= WHAT YOU WILL DO =
In the news item about the drowning of Scarlett Chen, what sentence did Xuan "Linda" Peng receive?
[Opening DOCUMENT SEGMENT section]
Friday, June 18, 2010

Canadian mother admits to drowning autistic daughter

From The Toronto Sun:


A petite, mentally ill woman expressed love and remorse for the four-year-old autistic daughter she admitted drowning six years ago.

“I love Scarlett but I hate autism,” Xuan “Linda” Peng (pictured) said after she walked to freedom two hours after pleading guilty to manslaughter.

The 38-year-old woman, who was diagnosed in 2002 as being bipolar, was sentenced to the equivalent of five years plus one day for the homicide of Scarlett Chen, her four-year-old, on July 12, 2004.

“This is the most stupid thing I’ve ever done in my life,” Peng told reporters outside court. “I will feel great regret for the rest of my life. I will be a very good mother.”

Peng said her daughter was “a very beautiful baby, very strong and tall, with long legs.”

Peng repeatedly told Justice Ian Nordheimer that she wanted to bear more children and wouldn’t kill “another baby.”
[Closing DOCUMENT SEGMENT section]
[Opening DATA EXTRACTS section]
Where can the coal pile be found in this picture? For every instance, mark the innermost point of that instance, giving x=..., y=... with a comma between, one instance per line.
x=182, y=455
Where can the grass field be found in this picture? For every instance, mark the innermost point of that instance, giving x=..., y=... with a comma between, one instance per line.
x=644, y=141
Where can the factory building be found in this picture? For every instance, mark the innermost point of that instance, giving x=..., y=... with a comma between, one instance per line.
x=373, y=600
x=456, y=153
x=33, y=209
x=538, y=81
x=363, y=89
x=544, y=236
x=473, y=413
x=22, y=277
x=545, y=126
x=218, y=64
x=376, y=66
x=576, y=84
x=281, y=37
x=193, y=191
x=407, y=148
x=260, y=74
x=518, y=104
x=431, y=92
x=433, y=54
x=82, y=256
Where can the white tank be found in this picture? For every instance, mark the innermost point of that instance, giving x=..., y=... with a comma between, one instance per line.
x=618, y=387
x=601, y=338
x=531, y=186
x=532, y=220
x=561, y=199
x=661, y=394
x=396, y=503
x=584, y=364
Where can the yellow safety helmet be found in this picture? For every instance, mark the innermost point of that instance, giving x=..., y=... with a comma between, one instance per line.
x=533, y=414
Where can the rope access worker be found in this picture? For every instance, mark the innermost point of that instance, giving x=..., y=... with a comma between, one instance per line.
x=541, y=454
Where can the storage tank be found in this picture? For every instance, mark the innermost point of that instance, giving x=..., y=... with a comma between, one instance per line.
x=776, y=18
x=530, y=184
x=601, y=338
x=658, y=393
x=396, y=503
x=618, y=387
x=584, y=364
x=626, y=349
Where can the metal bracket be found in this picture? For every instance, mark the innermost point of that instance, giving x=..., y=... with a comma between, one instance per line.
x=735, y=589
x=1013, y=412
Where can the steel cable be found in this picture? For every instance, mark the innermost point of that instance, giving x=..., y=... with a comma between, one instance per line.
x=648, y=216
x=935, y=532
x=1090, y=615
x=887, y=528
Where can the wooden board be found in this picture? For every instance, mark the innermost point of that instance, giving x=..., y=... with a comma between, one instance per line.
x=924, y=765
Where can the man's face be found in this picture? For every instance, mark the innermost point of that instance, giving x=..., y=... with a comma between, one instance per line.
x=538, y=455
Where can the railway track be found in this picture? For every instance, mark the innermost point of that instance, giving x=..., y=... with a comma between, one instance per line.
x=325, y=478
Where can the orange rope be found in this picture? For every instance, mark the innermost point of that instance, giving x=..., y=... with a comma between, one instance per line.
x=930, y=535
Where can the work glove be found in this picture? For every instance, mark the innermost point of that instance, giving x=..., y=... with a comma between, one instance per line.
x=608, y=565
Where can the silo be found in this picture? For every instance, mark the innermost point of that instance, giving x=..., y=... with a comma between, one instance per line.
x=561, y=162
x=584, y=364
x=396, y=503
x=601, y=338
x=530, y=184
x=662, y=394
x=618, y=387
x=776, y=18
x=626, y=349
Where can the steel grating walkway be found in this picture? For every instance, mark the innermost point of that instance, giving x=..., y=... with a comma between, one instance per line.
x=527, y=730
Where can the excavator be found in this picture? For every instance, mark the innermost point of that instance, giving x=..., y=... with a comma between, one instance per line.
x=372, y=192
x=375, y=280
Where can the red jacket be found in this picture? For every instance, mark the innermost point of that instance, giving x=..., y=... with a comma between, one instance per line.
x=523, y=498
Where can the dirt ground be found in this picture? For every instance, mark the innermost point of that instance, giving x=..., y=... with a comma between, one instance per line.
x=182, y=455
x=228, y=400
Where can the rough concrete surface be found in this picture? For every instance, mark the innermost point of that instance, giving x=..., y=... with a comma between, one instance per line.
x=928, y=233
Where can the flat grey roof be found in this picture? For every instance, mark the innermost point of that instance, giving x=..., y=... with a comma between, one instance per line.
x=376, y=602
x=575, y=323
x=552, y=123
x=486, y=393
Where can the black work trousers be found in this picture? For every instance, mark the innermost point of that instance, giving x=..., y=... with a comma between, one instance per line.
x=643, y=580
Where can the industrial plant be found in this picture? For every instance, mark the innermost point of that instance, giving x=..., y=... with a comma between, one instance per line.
[Closing DATA EXTRACTS section]
= WRITTEN RESPONSE =
The equivalent of five years plus one day.